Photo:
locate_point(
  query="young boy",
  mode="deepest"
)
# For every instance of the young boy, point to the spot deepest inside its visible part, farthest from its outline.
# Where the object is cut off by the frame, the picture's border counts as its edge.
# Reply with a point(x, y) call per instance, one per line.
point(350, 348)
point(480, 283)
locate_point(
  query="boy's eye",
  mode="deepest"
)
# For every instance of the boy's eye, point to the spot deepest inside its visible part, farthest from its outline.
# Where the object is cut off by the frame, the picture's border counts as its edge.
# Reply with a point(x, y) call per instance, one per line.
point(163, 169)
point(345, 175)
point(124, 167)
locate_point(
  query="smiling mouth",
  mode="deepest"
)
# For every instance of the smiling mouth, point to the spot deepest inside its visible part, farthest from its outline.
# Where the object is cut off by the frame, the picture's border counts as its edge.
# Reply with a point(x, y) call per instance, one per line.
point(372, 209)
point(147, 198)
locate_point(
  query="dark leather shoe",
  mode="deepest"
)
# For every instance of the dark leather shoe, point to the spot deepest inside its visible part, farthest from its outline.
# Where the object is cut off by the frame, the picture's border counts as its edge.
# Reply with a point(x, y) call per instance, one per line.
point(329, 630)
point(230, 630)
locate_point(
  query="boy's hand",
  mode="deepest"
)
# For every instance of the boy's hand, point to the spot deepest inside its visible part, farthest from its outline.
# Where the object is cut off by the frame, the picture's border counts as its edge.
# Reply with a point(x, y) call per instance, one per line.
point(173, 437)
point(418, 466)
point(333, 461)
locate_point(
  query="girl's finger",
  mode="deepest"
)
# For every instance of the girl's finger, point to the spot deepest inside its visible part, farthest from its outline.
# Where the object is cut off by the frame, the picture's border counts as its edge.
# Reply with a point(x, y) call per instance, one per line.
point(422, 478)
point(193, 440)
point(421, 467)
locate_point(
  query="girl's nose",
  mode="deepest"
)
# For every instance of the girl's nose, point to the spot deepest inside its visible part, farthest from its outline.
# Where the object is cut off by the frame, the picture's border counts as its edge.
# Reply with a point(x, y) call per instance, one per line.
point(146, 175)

#### Requirement
Out of the data above, transcribe exactly and only the lines starting with the line that has "# For every instance of the young" and going on through the line that has "# For every instance of the boy's eye, point", both included.

#### Exercise answer
# For every instance of the young boy, point to the spot deepest inside its visible part, farthest from its outline.
# Where the object is cut off by the frame, the picture's border counts as its edge.
# Reply with a point(x, y) call per instance, one per line.
point(350, 348)
point(480, 283)
locate_point(
  query="boy's eye",
  mode="deepest"
)
# For every instance of the boy's eye, point to the spot deepest inside its visible part, farthest from its outline.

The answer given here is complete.